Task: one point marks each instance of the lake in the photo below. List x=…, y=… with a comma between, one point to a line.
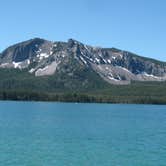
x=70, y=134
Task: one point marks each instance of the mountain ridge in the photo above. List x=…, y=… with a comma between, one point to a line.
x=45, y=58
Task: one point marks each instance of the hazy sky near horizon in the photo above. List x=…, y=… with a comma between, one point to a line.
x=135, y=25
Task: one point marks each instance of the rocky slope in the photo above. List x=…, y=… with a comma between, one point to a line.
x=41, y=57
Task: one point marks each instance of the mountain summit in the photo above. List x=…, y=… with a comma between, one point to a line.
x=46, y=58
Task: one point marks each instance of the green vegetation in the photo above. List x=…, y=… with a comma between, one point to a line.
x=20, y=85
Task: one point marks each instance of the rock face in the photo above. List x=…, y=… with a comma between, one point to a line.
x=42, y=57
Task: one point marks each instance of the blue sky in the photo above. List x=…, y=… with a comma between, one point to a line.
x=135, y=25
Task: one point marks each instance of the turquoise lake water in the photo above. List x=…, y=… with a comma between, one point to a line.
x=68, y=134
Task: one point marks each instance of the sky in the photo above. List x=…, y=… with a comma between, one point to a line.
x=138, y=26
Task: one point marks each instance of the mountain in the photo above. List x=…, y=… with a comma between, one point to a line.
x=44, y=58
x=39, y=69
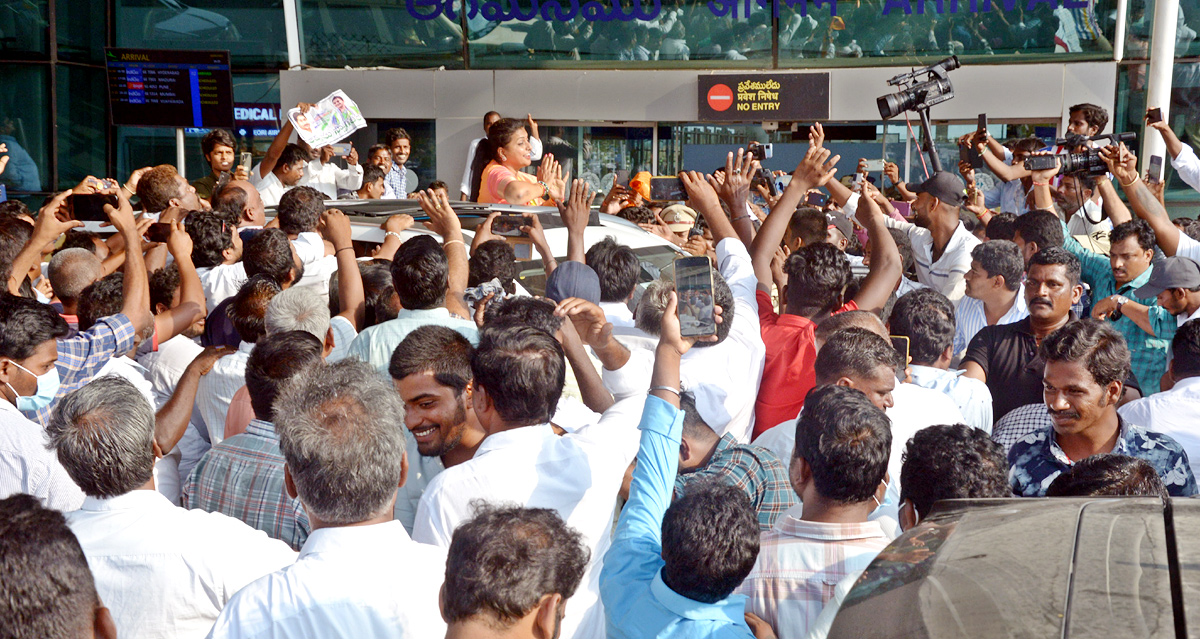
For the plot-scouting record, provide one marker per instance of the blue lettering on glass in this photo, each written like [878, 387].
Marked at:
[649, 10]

■ **WHAT IS EXPECTED**: Pictures are to be left out; please print the rest of the records above word for word.

■ **TASK ANSWER**:
Task: one point marks each instance of the lake in the photo below. List x=…, y=… with a comma between, one point to a line.
x=70, y=134
Task: one point marks each instance of the mountain ridge in the photo above. List x=…, y=… with a comma between, one point to a line.
x=45, y=58
Task: one point marks each instance of the hazy sky near horizon in the photo above. List x=…, y=… with a comma between, one point to a line.
x=135, y=25
Task: one point marks each instance of the rocky slope in the photo above. List x=…, y=… with a comma between, one point to a line.
x=41, y=57
Task: one point marks each instance of the mountain summit in the photo above. List x=…, y=… with a comma between, one point to a line.
x=46, y=58
Task: one point marks each instance of the green vegetation in the photo above. List x=…, y=… with a comma between, one point to a line.
x=20, y=85
Task: one point marks each instance of the rock face in the photo above. List x=…, y=… with a comma between, one point to a line.
x=42, y=57
Task: one point marks each instance of the blue sky in the photo above. List x=…, y=… with a comma between, one point to a line.
x=135, y=25
Task: one point marks each instance of the turquoise lake water in the photo above. List x=…, y=… with a comma between, one point to a line.
x=68, y=134
Task: one point marks each instance of the sky in the photo above. List x=…, y=… with a comma between, one point to a line.
x=138, y=26
Task: one point marks each instance of the mountain in the photo above. List x=…, y=… with a comma between, one point to a line.
x=44, y=58
x=39, y=69
For the plot-scouting record, provide one marker per instance of the blue lettering on glass in this photo, each written like [878, 387].
Marked at:
[649, 10]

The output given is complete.